* _Passage to read_:
------------------------------------------------------------
Key Takeaways — Chapter 6: Advanced Conditional Logic

Core Concepts

  1. 88-level condition names are the single most impactful readability tool in COBOL. They transform cryptic value comparisons (IF WS-STATUS = 'A') into self-documenting boolean expressions (IF ACCT-IS-ACTIVE). Define them for every status, type, and flag field without exception.

  2. EVALUATE is a decision table, not just a switch statement. The ALSO clause enables multi-dimensional decision logic that maps directly to business rules tables. EVALUATE TRUE allows arbitrary condition expressions in WHEN clauses, replacing deeply nested IF-ELSE chains.

  3. Always include WHEN OTHER. An EVALUATE without WHEN OTHER silently does nothing when no clause matches — one of the most dangerous failure modes in enterprise software.

  4. Limit IF nesting to three or four levels. Deeper nesting impairs readability and increases the probability of introducing bugs during maintenance. Use guard clauses, condition flags, or paragraph extraction to flatten nested structures.

  5. Use parentheses in all complex conditions. Even when operator precedence (NOT > AND > OR) would yield the correct result, parentheses communicate intent to the next programmer.
------------------------------------------------------------
* _Problems_:
a) According to the takeaways, why should every EVALUATE include a WHEN OTHER clause?
b) From the takeaways, copy everything from "2. EVALUATE is" down to "nested IF-ELSE chains.".

* _Record extracts_:
------------------------------------------------------------
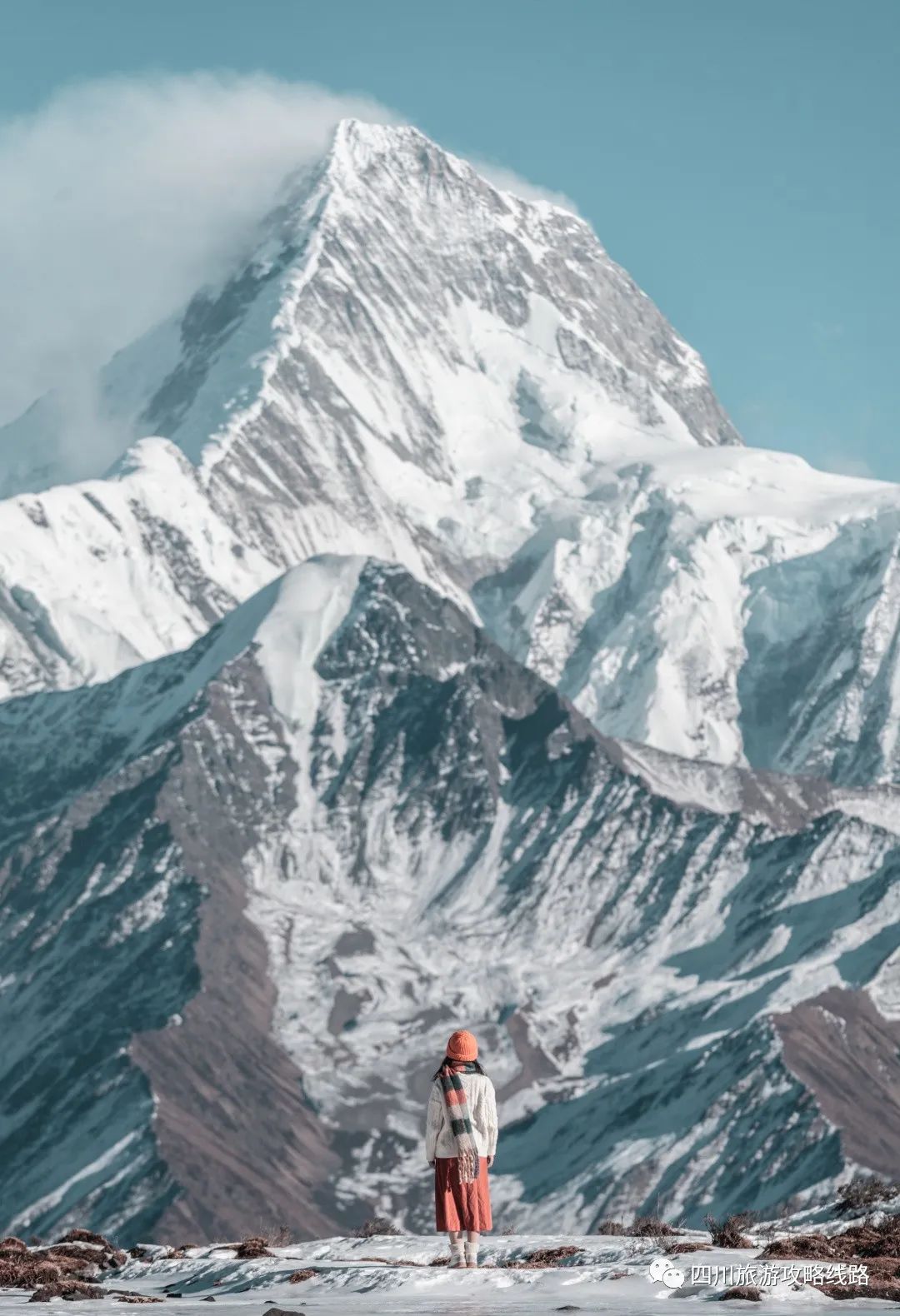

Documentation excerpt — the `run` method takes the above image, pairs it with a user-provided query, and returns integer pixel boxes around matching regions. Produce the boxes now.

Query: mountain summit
------------------------------------------------------------
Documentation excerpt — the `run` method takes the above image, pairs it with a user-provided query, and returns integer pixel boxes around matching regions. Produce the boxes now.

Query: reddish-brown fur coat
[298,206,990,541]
------------------------------------------------------------
* _Answer list_:
a) An EVALUATE without WHEN OTHER silently does nothing when no clause matches. The takeaways call this one of the most dangerous failure modes in enterprise software.

b)
2. EVALUATE is a decision table, not just a switch statement. The ALSO clause enables multi-dimensional decision logic that maps directly to business rules tables. EVALUATE TRUE allows arbitrary condition expressions in WHEN clauses, replacing deeply nested IF-ELSE chains.